> Task statement: Could the records below be restated word for word, without a single picture?

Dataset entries
<<<<

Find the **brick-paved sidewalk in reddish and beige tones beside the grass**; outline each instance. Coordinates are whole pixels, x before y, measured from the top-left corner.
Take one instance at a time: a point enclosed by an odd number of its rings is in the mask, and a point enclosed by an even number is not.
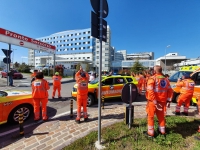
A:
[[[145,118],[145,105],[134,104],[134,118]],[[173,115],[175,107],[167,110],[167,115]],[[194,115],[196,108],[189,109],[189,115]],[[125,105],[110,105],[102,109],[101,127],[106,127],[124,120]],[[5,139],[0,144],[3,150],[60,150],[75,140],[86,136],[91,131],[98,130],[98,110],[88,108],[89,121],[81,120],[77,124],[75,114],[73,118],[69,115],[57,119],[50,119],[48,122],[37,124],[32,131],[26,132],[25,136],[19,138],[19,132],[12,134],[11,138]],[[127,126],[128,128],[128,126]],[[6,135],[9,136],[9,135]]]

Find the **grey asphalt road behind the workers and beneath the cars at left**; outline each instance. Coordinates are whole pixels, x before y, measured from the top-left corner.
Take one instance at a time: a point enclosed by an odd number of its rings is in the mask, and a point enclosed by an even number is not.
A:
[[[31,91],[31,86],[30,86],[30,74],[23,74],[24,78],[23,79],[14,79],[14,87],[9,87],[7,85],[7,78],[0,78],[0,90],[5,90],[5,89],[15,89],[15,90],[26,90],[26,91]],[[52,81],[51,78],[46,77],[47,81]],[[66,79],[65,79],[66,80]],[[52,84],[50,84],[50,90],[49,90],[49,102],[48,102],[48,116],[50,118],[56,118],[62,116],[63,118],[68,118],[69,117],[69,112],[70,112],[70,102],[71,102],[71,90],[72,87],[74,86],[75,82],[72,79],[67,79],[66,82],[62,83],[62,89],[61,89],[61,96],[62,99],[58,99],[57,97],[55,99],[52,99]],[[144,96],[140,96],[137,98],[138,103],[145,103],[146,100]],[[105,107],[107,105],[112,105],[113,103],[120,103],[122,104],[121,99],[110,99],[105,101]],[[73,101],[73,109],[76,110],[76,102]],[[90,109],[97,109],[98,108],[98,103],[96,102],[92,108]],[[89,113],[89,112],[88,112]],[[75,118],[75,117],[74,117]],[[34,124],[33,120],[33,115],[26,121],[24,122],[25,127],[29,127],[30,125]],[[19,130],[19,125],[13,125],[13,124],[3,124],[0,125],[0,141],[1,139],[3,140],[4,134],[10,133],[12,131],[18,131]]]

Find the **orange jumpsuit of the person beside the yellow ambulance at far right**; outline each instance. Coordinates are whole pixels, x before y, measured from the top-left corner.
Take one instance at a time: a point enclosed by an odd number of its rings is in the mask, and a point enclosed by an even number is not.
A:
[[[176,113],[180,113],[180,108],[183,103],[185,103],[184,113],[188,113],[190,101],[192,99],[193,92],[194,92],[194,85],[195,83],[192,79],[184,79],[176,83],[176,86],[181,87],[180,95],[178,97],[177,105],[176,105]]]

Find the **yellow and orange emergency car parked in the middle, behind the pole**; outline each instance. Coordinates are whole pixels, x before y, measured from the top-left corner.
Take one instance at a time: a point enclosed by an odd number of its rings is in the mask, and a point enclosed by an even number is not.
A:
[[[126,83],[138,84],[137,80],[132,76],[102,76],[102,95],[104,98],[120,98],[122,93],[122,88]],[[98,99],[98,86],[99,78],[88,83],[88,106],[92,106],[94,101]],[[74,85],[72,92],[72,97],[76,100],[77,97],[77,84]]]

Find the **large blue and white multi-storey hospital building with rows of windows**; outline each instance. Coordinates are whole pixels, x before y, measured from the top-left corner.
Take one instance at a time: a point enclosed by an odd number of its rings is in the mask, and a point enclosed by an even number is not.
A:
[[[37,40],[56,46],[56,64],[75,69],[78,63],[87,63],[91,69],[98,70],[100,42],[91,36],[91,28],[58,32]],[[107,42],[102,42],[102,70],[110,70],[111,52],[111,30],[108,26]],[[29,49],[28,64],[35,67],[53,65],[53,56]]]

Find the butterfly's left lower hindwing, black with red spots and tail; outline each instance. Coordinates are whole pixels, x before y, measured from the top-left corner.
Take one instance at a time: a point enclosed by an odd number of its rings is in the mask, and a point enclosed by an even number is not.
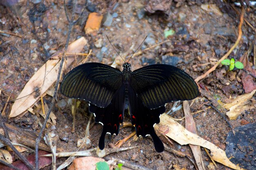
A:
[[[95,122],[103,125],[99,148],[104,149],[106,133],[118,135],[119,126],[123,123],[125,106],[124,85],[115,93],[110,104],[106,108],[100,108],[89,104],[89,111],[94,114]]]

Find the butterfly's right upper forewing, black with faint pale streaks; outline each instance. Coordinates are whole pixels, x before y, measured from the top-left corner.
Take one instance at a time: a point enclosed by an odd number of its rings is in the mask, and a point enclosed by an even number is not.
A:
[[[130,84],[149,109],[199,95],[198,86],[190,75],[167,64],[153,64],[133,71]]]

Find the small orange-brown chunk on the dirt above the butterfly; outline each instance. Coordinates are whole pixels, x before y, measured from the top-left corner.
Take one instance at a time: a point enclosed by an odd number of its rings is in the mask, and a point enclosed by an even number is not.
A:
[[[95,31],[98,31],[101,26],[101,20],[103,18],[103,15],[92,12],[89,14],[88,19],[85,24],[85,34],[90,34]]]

>>>>

> Worked solution:
Find the **brick-paved sidewalk in reddish and beige tones beside the grass**; outline each instance. Coordinates are whole pixels, x before y, measured from the top-left corner.
Take one instance at a time: a point enclosed by an odd number of its rings is in the mask, and a point enclosed by an even number is not.
A:
[[[145,118],[145,105],[134,104],[134,118]],[[173,115],[175,107],[167,110],[167,115]],[[194,115],[196,108],[189,109],[189,115]],[[125,105],[110,105],[102,109],[101,127],[106,127],[124,120]],[[5,139],[0,144],[3,150],[60,150],[75,140],[86,136],[91,131],[98,130],[98,110],[88,108],[89,121],[81,120],[77,124],[75,114],[73,118],[69,115],[57,119],[50,119],[48,122],[37,124],[32,131],[26,132],[25,136],[19,138],[19,132],[12,134],[11,138]],[[127,126],[128,128],[128,126]],[[6,135],[9,136],[9,135]]]

Find the **grey asphalt road behind the workers and beneath the cars at left**; outline each instance. Coordinates are whole pixels, x before y, measured from the top-left corner.
Take one instance at a time: a point enclosed by an odd number of its rings is in the mask, and a point enclosed by an even number is not.
A:
[[[31,91],[31,86],[30,86],[30,74],[23,74],[24,78],[23,79],[14,79],[14,87],[9,87],[7,85],[7,78],[0,78],[0,90],[5,90],[5,89],[15,89],[15,90],[26,90],[26,91]],[[52,81],[51,78],[46,77],[47,81]],[[66,79],[65,79],[66,80]],[[52,84],[50,84],[50,90],[49,90],[49,102],[48,102],[48,116],[50,118],[56,118],[62,116],[63,118],[68,118],[69,117],[69,112],[70,112],[70,102],[71,102],[71,90],[72,87],[74,86],[75,82],[72,79],[67,79],[66,82],[62,83],[62,89],[61,89],[61,96],[62,99],[58,99],[57,97],[55,99],[52,99]],[[144,96],[140,96],[137,98],[138,103],[145,103],[146,100]],[[105,107],[107,105],[112,105],[113,103],[120,103],[122,104],[121,99],[110,99],[105,101]],[[73,101],[73,109],[76,110],[76,102]],[[90,109],[97,109],[98,108],[98,103],[96,102],[92,108]],[[89,113],[89,112],[88,112]],[[75,118],[75,117],[74,117]],[[34,124],[33,120],[33,115],[26,121],[24,122],[25,127],[29,127],[30,125]],[[19,130],[19,125],[13,125],[13,124],[3,124],[0,125],[0,141],[1,139],[3,140],[4,134],[10,133],[12,131],[18,131]]]

Find the **orange jumpsuit of the person beside the yellow ambulance at far right**; outline each instance. Coordinates are whole pixels, x before y, measured from the top-left corner.
Take one instance at a time: a point enclosed by an odd number of its rings is in the mask, and a point enclosed by an even number is not.
A:
[[[176,113],[180,113],[180,108],[183,103],[185,103],[184,113],[188,113],[190,101],[192,99],[193,92],[194,92],[194,85],[195,83],[192,79],[184,79],[176,83],[176,86],[181,87],[180,95],[178,97],[177,105],[176,105]]]

Find the **yellow and orange emergency car parked in the middle, behind the pole**; outline each instance. Coordinates are whole pixels, x before y, measured from the top-left corner.
Take one instance at a time: a point enclosed by an odd number of its rings is in the mask, and a point enclosed by an even number is not.
A:
[[[126,83],[138,84],[137,80],[132,76],[102,76],[102,95],[104,98],[120,98],[122,93],[122,88]],[[98,99],[98,86],[99,78],[88,83],[88,106],[92,106],[94,101]],[[74,85],[72,92],[72,97],[76,100],[77,97],[77,84]]]

Find the **large blue and white multi-storey hospital building with rows of windows**; outline each instance. Coordinates are whole pixels, x before y, measured from the top-left corner.
Take one instance at a time: a point enclosed by an odd number of its rings is in the mask, and a point enclosed by an even number is not.
A:
[[[37,40],[56,46],[56,64],[75,69],[78,63],[87,63],[91,69],[98,70],[100,42],[91,36],[91,28],[58,32]],[[107,42],[102,42],[102,70],[110,70],[111,52],[111,30],[108,26]],[[29,49],[28,64],[35,67],[53,65],[53,56]]]

Find the butterfly's left lower hindwing, black with red spots and tail; outline each instance. Coordinates are whole pixels, x before y, measured from the top-left corner.
Take one instance at a time: a point enclosed by an odd number of its rings is in the mask, and a point enclosed by an even number is not.
A:
[[[95,122],[103,125],[99,148],[104,149],[106,133],[118,135],[119,126],[123,123],[125,106],[124,85],[115,93],[110,104],[106,108],[100,108],[89,104],[89,111],[94,114]]]

Find the butterfly's right upper forewing, black with faint pale streaks; outline each instance. Coordinates are whole pixels, x before y, measured from the top-left corner.
Take one instance at a time: a point enclosed by an odd number of its rings is in the mask, and a point enclosed by an even number is not.
A:
[[[130,84],[149,109],[199,95],[198,86],[190,75],[167,64],[153,64],[133,71]]]

Find the small orange-brown chunk on the dirt above the butterfly; outline each instance. Coordinates are whole pixels, x before y, measured from the top-left corner.
Take one instance at a time: a point enclosed by an odd number of its rings is in the mask, and a point enclosed by an even number is not.
A:
[[[95,31],[98,31],[101,26],[101,20],[103,18],[103,15],[92,12],[89,14],[88,19],[85,24],[85,34],[90,34]]]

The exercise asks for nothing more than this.